_Labeled point records_
☆ ☆ ☆ ☆ ☆
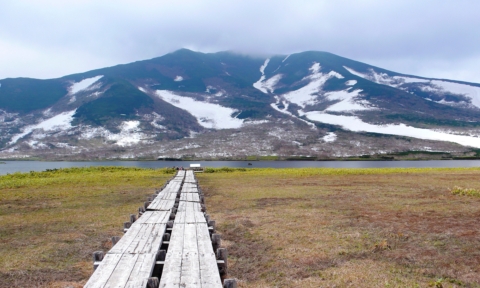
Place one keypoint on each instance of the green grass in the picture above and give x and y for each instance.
(324, 227)
(51, 222)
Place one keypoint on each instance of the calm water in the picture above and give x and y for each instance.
(26, 166)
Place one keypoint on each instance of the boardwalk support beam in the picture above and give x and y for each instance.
(230, 283)
(97, 258)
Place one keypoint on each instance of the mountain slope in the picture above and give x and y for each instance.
(324, 99)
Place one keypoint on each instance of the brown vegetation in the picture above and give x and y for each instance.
(345, 230)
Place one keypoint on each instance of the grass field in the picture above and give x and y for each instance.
(348, 227)
(282, 227)
(51, 222)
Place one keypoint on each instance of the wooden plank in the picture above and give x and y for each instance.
(122, 272)
(190, 275)
(148, 240)
(173, 261)
(190, 197)
(104, 271)
(154, 217)
(142, 271)
(189, 212)
(209, 274)
(190, 188)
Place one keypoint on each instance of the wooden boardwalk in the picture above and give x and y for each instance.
(171, 244)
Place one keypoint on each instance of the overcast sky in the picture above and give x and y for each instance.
(53, 38)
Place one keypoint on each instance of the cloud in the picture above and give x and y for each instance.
(52, 38)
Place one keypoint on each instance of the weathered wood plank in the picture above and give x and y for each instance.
(154, 217)
(141, 271)
(104, 271)
(190, 275)
(191, 197)
(173, 261)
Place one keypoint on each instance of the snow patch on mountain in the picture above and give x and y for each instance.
(130, 133)
(348, 101)
(58, 122)
(356, 124)
(442, 87)
(385, 79)
(209, 115)
(259, 85)
(307, 95)
(84, 84)
(285, 111)
(437, 86)
(330, 137)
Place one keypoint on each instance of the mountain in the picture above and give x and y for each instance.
☆ ☆ ☆ ☆ ☆
_CHALLENGE_
Rescale the stretch of the listing from the line containing "Place one keypoint on each instance of the wooden plank" through the end of the listing. Write those lines out again, requests included, with every x and y coordinate multiplied by 1.85 and rounded to a whole number, halves rounded up.

_TASK RESULT_
Place one keypoint on each instance of the wooden plank in the picture above and give x and y for each instance.
(226, 503)
(352, 509)
(274, 444)
(320, 483)
(352, 364)
(192, 501)
(285, 401)
(263, 501)
(350, 392)
(387, 507)
(352, 348)
Place one keypoint on each instance of the wooden boardwalk in the picture above and give x and y for each instance.
(316, 451)
Place one keypoint on each instance of the overcast sky in the picture above and give x and y for each instance.
(98, 70)
Place one keypoint on each instance of the cloud in the picture above and give x and y for each instance.
(96, 70)
Place one keypoint on each instance of the weathered wood plank in the picture above and give x and y for each instance.
(285, 401)
(261, 501)
(192, 501)
(352, 509)
(353, 364)
(320, 483)
Place one keypoint on each instance of the snow patch on mountain in the picture above and give x and y for each instance.
(241, 246)
(644, 187)
(107, 226)
(659, 229)
(818, 161)
(712, 146)
(387, 213)
(479, 157)
(568, 176)
(155, 155)
(527, 205)
(808, 159)
(611, 253)
Place one keypoint on each instance of the mountain in the picture above and give x and y for each instance.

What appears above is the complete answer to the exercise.